* [Goal of the exercise]:
Set down every record once more, exactly as given.

=-=-=

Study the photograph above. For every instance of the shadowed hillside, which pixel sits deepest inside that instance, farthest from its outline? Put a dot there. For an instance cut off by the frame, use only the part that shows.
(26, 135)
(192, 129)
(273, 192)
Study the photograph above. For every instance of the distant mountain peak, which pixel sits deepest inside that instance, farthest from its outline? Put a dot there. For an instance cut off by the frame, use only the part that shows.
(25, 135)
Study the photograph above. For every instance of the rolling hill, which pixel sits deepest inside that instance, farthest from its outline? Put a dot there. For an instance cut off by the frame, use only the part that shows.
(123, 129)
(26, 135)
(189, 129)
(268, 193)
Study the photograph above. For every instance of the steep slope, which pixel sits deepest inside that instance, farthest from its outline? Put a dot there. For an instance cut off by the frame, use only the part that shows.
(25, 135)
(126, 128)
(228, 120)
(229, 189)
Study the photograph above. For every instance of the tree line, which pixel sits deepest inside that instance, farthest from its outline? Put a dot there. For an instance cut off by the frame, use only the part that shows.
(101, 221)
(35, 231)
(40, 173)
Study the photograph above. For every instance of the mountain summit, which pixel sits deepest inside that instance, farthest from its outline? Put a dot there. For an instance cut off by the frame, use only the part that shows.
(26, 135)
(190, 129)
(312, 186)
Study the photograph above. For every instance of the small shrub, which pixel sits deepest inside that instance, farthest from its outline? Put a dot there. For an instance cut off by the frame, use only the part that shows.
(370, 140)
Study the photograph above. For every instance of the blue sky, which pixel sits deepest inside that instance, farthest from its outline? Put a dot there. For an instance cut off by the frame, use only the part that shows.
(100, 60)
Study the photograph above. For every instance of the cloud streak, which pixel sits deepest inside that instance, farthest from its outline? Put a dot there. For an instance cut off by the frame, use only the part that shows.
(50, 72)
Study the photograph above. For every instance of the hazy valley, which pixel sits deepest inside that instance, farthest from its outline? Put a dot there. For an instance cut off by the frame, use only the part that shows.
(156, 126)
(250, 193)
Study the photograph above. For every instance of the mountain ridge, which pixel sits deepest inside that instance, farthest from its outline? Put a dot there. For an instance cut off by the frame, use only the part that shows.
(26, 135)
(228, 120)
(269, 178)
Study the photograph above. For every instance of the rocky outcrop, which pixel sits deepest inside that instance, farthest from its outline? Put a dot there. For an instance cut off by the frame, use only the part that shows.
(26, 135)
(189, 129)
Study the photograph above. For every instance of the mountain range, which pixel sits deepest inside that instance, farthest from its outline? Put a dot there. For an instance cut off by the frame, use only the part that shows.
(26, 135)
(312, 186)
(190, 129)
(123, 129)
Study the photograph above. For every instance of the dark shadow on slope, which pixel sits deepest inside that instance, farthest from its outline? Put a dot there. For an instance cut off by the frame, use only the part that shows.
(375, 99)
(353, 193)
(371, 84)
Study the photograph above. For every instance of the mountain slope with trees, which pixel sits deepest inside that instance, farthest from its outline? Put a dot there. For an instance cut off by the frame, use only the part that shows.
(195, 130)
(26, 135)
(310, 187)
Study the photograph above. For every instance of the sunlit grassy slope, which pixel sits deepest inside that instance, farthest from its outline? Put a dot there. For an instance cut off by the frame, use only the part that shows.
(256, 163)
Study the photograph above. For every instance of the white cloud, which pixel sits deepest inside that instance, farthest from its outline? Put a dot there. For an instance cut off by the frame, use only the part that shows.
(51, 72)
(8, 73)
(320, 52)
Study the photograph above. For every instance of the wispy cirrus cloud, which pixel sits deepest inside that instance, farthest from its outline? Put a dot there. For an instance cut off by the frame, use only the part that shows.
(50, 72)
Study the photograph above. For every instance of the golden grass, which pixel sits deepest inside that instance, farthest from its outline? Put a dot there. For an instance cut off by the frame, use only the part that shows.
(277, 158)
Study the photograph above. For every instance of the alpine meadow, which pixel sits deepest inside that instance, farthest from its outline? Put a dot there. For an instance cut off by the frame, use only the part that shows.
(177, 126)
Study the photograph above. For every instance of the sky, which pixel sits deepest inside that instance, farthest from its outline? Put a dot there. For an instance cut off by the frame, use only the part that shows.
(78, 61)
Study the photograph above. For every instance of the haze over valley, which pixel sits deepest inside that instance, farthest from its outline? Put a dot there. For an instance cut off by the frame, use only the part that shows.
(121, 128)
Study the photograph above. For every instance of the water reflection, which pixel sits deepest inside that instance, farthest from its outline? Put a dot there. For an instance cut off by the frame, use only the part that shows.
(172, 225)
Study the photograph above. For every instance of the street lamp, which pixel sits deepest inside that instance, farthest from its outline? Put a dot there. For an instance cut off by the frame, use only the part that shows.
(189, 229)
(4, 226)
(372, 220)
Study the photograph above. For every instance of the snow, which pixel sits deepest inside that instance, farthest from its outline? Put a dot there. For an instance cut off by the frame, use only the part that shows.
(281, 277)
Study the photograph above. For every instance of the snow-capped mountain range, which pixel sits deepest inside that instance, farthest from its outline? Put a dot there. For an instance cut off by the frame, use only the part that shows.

=-=-=

* [Complete answer]:
Study the photograph above. For every instance of the shadowed hillside, which pixel sits deepest inside that instance, farthest from its outline? Put a dot there. For an instance cut off by the frame, use only the part that shows.
(26, 135)
(192, 129)
(273, 192)
Study the photograph above. For every instance of the distant mountain peak, which pixel sits deepest inside that instance, farthest from its outline? Put a dot there. For an instance cut off by the frame, use only the part that shows.
(25, 135)
Study the photograph above. For every instance of the rolling hill, which pixel sits deepest inside that instance, farthest from its outline? Put a dot there. For an instance cut off by the frame, use only the part that shows.
(123, 129)
(26, 135)
(189, 129)
(268, 193)
Study the photograph above. For every instance of the steep slope, which pixel sits deepest inside that instance, farthest from its outline? Put a dot there. For an instance cut off by the frame, use only the part that shows.
(25, 135)
(126, 128)
(228, 120)
(229, 189)
Study the photograph above. For every instance of the tree line, which pixel sits deepest inside that instance, farthest from its outline? Put a dot there. For an instance cut off by the frame, use only the part that shows.
(101, 221)
(35, 231)
(40, 173)
Study the photograph above. For every instance of the mountain summit, which pixel sits deepest inside that instance, farthest from its outline? Put a dot there. For an instance cut off by the frame, use only the part that shows.
(26, 135)
(190, 129)
(312, 186)
Study the photograph above. For every instance of the small shrub, which pixel sits deepest inside that instance, farthest from its outline? Put a dot there. For an instance cut off by the frame, use only the part that shows.
(370, 140)
Study the photograph above. For every instance of the blue sky, which pixel sits deepest inside that instance, farthest from its outline? Put a dot there. For an instance cut off by the frame, use only the part that shows.
(100, 60)
Study the photograph above. For every instance of the cloud streak, which pixel sits deepest inside that instance, farthest from its outline? Put a dot there. For an instance cut off by the frame, use only the part that shows.
(50, 72)
Study the photograph above. For every instance of the hazy valley, which pixel sits deepest inside that instance, farthest from its outline? Put a dot there. For an instance cut off by the frame, use only the part that shows.
(156, 126)
(250, 193)
Study the photograph above. For every instance of the mountain ridge, which pixel sits deepest inside that instance, farthest from its outline? Put a dot there. For an instance cut off by the frame, use only the part that shows.
(26, 135)
(228, 120)
(269, 178)
Study the photograph above. For every instance of the rocky outcrop, which pixel sits deepest inside that instance, farthest from its outline? Put a dot there. For an instance cut off by the frame, use only the part that shows.
(26, 135)
(189, 129)
Study the photograph above. For every instance of the mountain range, which pixel sits deepest inside that instance, farthest from its outline? Put a dot there. For an instance cut off by the frame, use only the part that shows.
(26, 135)
(312, 186)
(190, 129)
(123, 129)
Study the photograph above. For every instance of the dark shadow on slope, which pixel sits deepest inside that instance, farthest from its outline? Put a dot there. For an instance cut off by the frame, use only the part that shows.
(375, 99)
(353, 193)
(371, 84)
Study the photograph above. For every instance of the mountain slope with trees, which pixel sits deepest inside that instance, farthest from its outline? Put a dot there. For an instance cut off by the frame, use only the part that shows.
(195, 130)
(26, 135)
(310, 187)
Study the photograph above. For every instance of the sunlit grassy slope, which pixel sits deepest inside that instance, farthest from its outline? Put a dot there. For an instance cut off by the frame, use only the part that shows.
(256, 163)
Study the photograph above. For every instance of the white cloud, which pixel sits deepest inside that instance, farthest from its outline? Put a dot there. For an instance cut off by the frame, use only the part that shows.
(51, 72)
(8, 73)
(320, 52)
Study the photograph above. For every instance of the wispy cirrus cloud, which pixel sits deepest inside that instance, farthest from its outline? Put a dot there. For an instance cut off by the frame, use only the part that shows.
(50, 72)
Study the photograph above. For every instance of the golden grass, which pixel sits deepest inside that instance, farthest from its outline? Put a dot there. For an instance cut off by the frame, use only the part that shows.
(277, 158)
Study the photograph above. For every instance of the alpine meadow, which pixel sits deepest inside that instance, farthest from its outline? Put a dot there. For an instance cut off by the frame, use only the part that shows.
(177, 126)
Study the photograph above. For every instance of the sky, which pixel sits deepest inside that instance, farthest from its outline? Put a dot there. For an instance cut off by the frame, use only the part that shows.
(78, 61)
Study the photograph above. For every instance of the haze over valley, which pixel sits deepest inside that instance, farthest from its outline? Put a dot there. For an instance cut off by the frame, use only the part that shows.
(121, 128)
Study the photograph above. For every instance of the water reflection, which pixel sits deepest inside that instance, farthest from its outline? Put a dot there. For an instance cut off by the frame, use only the part that shows.
(172, 225)
Study the photograph above. For every instance of the street lamp, which pixel sits deepest inside that instance, farthest from its outline? Put a dot there. For an instance cut off by the frame, use only the part that shows.
(189, 229)
(4, 226)
(372, 220)
Study the photograph above. For every instance of the snow, which pixel sits deepest inside that instance, farthest from its outline? Put a dot there. For an instance cut off by the frame, use only the part that shows.
(281, 277)
Study the photograph above. For every instance of the snow-capped mountain range, which pixel sits deepest inside that instance, farthest from its outline? Put a dot there. For an instance cut off by the frame, use only the part that shows.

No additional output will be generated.